**Aim**. Reproduce the records below in full, changing every "tightly enclose" to "closely fit" and leaving the rest untouched.

++++++++++

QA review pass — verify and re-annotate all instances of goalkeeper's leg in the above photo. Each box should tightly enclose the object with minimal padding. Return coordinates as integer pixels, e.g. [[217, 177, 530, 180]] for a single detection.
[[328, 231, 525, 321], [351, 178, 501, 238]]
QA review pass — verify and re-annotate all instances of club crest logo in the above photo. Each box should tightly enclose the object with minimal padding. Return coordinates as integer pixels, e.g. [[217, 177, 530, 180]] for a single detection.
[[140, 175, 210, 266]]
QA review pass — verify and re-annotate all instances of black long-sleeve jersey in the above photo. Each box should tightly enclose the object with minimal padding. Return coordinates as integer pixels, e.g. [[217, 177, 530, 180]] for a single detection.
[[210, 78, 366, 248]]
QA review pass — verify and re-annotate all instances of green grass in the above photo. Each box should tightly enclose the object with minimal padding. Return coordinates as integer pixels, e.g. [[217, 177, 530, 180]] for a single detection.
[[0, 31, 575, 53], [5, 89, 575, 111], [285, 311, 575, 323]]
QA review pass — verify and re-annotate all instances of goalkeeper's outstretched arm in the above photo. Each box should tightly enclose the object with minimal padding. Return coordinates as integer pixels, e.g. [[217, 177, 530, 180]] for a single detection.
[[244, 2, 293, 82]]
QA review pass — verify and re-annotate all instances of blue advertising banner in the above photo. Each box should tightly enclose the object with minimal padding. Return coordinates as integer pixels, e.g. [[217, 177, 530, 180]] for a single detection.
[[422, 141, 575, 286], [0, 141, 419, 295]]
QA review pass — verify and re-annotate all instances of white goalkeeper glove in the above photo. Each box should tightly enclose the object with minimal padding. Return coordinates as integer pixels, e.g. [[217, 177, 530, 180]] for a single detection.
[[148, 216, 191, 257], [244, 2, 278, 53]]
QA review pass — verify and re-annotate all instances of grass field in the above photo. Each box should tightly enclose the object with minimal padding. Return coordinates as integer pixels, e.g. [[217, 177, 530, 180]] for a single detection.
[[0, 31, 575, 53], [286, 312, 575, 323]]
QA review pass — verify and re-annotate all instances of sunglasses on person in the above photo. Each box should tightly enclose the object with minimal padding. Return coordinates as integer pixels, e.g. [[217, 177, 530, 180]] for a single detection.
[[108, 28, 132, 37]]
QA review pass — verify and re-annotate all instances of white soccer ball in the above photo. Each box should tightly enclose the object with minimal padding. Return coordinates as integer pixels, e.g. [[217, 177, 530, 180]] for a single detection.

++++++++++

**Exercise answer**.
QA review pass — verify and re-annotate all instances of goalkeeper's leg in the above photo. Each box should closely fit the object with minimal padding. Return coordinates as integer pixels, e.g. [[217, 177, 530, 180]] for a single detection.
[[328, 231, 525, 321], [351, 178, 501, 238]]
QA review pass — verify and re-annotate all instances of club crest logo in the above photo. Each box should closely fit the object with minimal padding. Return coordinates as integer pixels, e.g. [[217, 177, 530, 180]] for a single detection.
[[140, 175, 210, 266]]
QA review pass — verify and re-annotate all instances of black long-sleeve jersey in the above photo. Each box should closely fit the object with minimal padding. Return coordinates as integer pixels, e.g. [[217, 177, 530, 180]] for a single detection.
[[210, 78, 366, 248]]
QA review pass — verify and re-annotate all instances of green grass in the above photo. Each box should closely fit the object with minimal padding. Return coordinates as integer pixels, e.g. [[217, 177, 530, 180]] for a single detection.
[[0, 31, 575, 53], [5, 89, 575, 111], [285, 311, 575, 323]]
QA review pass — verify and re-annotate all instances of goalkeeper's outstretched arm in the above photo. Each box should closely fit the object with minimal padding. Return coordinates as integer pixels, e.g. [[217, 177, 530, 180]] for a single detection.
[[244, 2, 293, 82]]
QA review pass — verify and re-annotate all instances of blue advertising banner in the above photo. Each box should closely fit the object with minimal padding. Return coordinates as integer pixels, e.g. [[217, 177, 530, 180]] for a single detection.
[[422, 141, 575, 286], [0, 141, 419, 295]]
QA review pass — verify and re-annotate all instances of white goalkeeper glove in the above photo. Each box should closely fit the object with minimal padding. Return coordinates as integer pixels, e.g. [[217, 177, 530, 180]] for a single detection.
[[148, 216, 191, 257], [244, 2, 278, 53]]
QA review pass — verify and re-annotate all instances of grass field in the above photo. Each box should closely fit the object with minimal padding. Return coordinates as integer pixels, e.g. [[217, 177, 530, 180]] for a single detection.
[[0, 31, 575, 53], [286, 312, 575, 323]]
QA review pass — verify and re-annotate all instances of sunglasses on person in the above photo. Each box should closely fit the object with minimal padding. Return coordinates as integer pixels, e.g. [[217, 177, 530, 180]] for a single detection.
[[108, 28, 132, 37]]
QA review pass — verify and re-annotate all instances of white soccer ball in the above photo. Each box should closely fit the object with minimal padding. Return coordinates as integer pixels, e.g. [[217, 177, 530, 180]] for a single detection.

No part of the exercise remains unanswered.